Stored data entries:
————————

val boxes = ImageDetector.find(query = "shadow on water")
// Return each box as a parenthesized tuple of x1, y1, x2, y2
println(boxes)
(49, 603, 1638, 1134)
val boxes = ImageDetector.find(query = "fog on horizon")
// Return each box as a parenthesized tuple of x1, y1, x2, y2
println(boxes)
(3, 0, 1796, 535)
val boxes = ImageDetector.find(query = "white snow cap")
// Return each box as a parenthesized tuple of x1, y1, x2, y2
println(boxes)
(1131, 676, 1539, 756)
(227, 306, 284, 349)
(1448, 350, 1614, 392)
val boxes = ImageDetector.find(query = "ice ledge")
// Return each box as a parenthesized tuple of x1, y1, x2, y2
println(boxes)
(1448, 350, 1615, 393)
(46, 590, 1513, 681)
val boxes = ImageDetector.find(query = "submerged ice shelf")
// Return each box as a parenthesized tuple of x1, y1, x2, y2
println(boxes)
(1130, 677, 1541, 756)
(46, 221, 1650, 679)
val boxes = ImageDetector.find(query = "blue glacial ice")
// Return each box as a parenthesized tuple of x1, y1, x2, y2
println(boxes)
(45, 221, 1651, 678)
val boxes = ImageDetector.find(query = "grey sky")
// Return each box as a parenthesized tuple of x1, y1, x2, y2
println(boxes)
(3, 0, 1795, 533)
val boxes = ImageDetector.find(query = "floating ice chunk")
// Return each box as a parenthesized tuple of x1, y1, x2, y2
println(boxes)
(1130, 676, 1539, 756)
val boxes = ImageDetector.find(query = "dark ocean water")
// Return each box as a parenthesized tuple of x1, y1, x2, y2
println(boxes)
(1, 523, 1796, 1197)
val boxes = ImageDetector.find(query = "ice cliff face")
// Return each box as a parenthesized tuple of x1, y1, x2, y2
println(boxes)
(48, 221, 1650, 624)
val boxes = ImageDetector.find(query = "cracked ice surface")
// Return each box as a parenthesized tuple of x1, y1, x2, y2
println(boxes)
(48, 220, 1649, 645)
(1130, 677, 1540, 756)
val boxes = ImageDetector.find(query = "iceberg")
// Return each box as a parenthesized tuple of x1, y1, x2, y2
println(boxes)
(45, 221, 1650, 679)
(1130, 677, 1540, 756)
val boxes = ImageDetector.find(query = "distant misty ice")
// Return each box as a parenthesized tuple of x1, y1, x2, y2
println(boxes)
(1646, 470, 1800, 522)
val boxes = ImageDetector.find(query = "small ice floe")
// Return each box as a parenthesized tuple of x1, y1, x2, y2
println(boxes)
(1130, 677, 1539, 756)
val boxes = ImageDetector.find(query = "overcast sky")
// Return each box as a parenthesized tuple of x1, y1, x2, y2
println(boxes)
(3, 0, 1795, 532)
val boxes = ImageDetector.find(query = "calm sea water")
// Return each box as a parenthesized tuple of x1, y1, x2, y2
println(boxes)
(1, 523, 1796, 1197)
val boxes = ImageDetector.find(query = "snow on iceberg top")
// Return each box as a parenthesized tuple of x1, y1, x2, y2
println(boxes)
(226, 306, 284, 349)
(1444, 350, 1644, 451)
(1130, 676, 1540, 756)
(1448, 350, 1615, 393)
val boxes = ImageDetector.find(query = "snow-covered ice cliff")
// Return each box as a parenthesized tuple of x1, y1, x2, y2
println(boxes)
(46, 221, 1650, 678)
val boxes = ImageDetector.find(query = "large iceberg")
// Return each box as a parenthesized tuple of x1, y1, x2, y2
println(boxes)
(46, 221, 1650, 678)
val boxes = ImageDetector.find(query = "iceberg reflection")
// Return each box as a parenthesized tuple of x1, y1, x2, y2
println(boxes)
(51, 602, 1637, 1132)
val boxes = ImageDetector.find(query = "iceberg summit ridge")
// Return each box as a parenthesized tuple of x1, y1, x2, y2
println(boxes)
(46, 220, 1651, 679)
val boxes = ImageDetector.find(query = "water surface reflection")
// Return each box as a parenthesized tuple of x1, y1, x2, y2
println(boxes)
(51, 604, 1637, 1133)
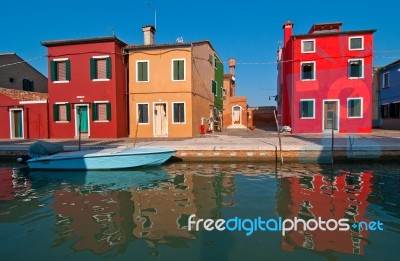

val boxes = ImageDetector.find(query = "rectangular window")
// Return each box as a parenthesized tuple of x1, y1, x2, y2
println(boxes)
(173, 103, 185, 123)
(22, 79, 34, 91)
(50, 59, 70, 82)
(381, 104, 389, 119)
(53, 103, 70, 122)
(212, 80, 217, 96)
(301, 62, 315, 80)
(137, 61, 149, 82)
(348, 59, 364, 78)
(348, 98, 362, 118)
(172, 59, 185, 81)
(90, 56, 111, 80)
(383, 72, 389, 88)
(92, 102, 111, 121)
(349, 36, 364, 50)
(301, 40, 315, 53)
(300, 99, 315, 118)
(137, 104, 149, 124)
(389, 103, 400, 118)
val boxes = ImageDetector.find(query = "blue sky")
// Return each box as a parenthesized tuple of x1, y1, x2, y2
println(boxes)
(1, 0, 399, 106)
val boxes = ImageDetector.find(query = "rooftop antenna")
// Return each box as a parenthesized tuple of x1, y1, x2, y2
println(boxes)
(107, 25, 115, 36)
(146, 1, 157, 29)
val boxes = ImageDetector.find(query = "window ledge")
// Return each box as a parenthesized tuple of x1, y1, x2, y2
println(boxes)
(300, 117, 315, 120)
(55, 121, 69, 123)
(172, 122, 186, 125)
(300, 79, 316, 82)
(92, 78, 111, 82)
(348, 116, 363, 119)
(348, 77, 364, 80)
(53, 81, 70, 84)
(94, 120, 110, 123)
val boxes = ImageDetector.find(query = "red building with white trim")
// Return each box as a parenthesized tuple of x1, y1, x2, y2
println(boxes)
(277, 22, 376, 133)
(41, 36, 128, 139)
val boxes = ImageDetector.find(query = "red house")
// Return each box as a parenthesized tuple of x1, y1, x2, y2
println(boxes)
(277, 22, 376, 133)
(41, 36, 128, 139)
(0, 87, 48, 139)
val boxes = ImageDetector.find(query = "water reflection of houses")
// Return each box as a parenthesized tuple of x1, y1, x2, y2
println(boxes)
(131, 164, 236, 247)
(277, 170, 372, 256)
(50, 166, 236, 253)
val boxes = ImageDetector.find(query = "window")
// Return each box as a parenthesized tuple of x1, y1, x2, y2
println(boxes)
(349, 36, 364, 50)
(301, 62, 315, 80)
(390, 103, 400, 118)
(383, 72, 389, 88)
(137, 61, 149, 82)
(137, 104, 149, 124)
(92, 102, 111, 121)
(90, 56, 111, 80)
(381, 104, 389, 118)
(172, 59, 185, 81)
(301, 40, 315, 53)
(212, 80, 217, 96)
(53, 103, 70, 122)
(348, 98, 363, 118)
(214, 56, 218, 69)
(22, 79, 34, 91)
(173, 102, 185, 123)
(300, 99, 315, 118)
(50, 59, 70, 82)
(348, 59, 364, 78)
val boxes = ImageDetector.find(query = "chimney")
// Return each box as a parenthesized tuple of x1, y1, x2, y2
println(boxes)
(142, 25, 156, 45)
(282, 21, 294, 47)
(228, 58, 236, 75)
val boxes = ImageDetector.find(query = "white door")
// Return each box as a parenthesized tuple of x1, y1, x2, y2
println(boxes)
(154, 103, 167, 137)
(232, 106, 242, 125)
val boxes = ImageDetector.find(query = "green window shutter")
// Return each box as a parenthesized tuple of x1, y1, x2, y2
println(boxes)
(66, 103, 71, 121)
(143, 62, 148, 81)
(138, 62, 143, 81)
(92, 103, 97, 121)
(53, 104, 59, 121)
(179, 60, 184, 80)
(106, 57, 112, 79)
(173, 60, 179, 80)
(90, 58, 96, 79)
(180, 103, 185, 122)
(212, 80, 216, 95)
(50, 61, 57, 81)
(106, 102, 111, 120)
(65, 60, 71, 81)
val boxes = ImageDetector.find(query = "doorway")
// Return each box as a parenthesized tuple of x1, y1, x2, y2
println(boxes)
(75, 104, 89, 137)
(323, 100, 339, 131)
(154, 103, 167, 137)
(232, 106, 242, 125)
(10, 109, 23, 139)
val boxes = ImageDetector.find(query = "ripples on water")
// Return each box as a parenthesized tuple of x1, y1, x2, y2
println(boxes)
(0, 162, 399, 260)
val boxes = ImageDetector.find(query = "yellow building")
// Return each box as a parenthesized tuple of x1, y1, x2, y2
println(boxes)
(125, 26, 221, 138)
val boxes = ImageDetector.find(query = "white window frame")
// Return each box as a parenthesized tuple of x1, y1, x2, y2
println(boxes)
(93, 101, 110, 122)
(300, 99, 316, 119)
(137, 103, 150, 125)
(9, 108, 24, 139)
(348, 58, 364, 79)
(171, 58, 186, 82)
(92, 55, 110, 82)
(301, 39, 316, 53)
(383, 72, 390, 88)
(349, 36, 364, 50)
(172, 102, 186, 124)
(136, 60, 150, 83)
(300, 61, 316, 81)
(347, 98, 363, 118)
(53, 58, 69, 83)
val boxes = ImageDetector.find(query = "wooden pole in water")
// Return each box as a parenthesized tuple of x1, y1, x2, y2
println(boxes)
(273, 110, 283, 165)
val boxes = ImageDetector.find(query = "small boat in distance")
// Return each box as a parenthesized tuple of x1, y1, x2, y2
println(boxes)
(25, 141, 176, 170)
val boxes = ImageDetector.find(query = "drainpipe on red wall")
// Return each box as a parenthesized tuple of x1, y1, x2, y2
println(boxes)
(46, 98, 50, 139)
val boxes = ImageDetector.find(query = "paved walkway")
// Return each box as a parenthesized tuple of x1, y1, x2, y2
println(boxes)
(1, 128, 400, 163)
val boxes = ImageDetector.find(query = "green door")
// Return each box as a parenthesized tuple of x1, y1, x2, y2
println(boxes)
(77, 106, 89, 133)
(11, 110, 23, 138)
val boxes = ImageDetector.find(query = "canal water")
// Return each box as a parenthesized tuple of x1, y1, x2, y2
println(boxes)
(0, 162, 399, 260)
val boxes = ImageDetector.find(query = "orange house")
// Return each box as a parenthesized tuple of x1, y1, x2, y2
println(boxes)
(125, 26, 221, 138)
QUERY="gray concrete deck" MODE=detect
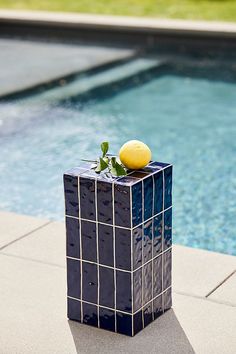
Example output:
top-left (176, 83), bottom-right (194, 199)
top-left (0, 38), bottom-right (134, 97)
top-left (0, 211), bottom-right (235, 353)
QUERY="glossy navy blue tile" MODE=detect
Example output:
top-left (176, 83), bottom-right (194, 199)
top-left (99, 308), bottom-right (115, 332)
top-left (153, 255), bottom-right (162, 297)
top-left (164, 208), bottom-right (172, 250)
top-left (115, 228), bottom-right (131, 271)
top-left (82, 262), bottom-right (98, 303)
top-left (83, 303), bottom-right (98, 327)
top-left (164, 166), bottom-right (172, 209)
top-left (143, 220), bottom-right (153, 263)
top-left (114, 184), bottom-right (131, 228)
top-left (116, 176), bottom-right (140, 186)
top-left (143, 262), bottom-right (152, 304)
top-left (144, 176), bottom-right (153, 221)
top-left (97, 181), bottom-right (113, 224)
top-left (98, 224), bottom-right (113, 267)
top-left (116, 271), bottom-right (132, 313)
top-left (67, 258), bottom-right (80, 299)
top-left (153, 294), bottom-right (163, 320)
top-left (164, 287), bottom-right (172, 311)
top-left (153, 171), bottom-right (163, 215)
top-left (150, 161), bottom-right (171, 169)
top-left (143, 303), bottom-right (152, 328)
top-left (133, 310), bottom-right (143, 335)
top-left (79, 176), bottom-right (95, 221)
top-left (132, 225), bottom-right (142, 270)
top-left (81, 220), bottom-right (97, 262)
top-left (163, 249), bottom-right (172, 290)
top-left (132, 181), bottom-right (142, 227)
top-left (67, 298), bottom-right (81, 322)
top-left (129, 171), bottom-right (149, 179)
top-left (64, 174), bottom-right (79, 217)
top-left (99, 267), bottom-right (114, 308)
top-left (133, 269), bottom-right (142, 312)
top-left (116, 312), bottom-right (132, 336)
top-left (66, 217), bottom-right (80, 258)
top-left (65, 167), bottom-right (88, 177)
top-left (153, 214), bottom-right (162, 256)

————————

## [ASSIGNMENT]
Where does the word "reflection" occur in the records? Return every line that holds it.

## [ANSWER TO THIS EXERCISE]
val boxes = ImageDetector.find(query = "iceberg reflection")
val boxes = ImageDetector.find(query = "water surface reflection")
val boxes = ImageDetector.find(query = "water reflection of houses")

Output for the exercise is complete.